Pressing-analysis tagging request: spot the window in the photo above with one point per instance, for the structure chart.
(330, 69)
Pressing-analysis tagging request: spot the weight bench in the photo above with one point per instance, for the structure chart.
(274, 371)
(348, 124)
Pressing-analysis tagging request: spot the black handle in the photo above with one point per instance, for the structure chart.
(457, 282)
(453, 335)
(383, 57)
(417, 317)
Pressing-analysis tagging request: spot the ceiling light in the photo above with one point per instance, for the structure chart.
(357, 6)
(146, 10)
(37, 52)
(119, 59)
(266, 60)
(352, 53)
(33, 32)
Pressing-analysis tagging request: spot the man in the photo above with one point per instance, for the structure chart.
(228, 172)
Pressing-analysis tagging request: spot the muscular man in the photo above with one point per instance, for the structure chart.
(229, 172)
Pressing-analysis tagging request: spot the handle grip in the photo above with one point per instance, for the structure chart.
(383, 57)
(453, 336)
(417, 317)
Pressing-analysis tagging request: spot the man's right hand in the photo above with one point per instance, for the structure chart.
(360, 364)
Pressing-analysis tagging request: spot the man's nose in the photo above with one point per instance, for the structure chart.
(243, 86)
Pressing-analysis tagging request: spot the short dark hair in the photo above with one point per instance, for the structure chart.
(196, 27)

----------

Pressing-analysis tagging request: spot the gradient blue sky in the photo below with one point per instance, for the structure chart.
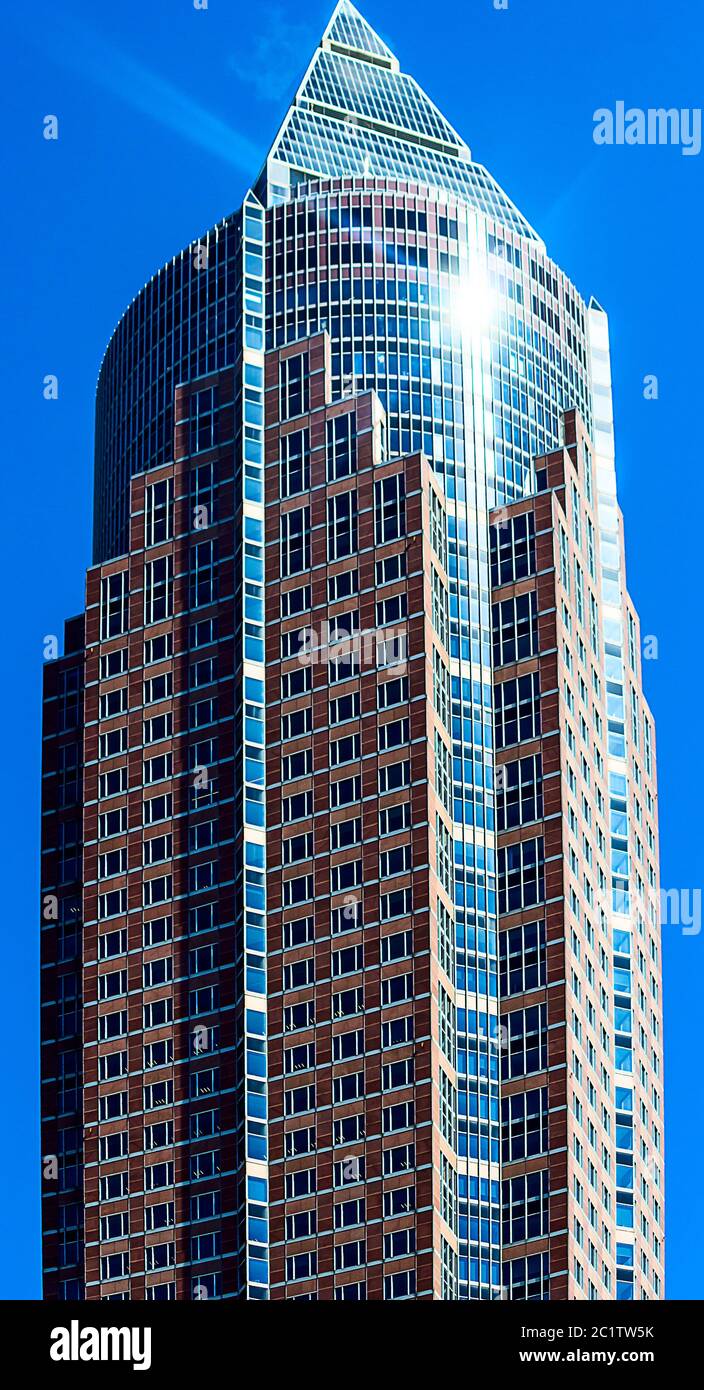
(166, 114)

----------

» **Exercise brief**
Pick out each line of the material above that contains the word "point", and copy those lines in full.

» **Solution**
Pressing-analysis tagging request: spot the window in the photo above with one point per instance, for the structure chart.
Pressing-analysis tagging request: spot the weight bench in the photo above with one point per instance, for the structure chart.
Pressing-analysis tagging request: spot the black handle in the photo above with one point per instance, for the structure chart.
Pressing-analysis tagging request: spot the ceiling light in the photo above with one point per instance, for the structure chart.
Pressing-analysis tagging request: spot the man in the photo above with one point per instance, for the structure chart.
Pressing-analysis tagging request: spot the muscular man in the photo above with one point per instance, for the structure chart.
Pressing-analysis tagging request: spot the handle grip in the photo above with one point per instance, for the structure chart.
Pressing-analysis tagging request: spot the man's right hand in the photo above with one point per instance, for the structure chart.
Pressing-analysis tagging request: spot the man's nose in the photo above with one point per instance, for the structure chart.
Pressing-analysis tagging request: spot the short dark hair in the photo above with one point per instance, for the structure chart.
Pressing-analysis tagging request: spot the gradient blue sky in the photo below with one point per instance, for the structure chart.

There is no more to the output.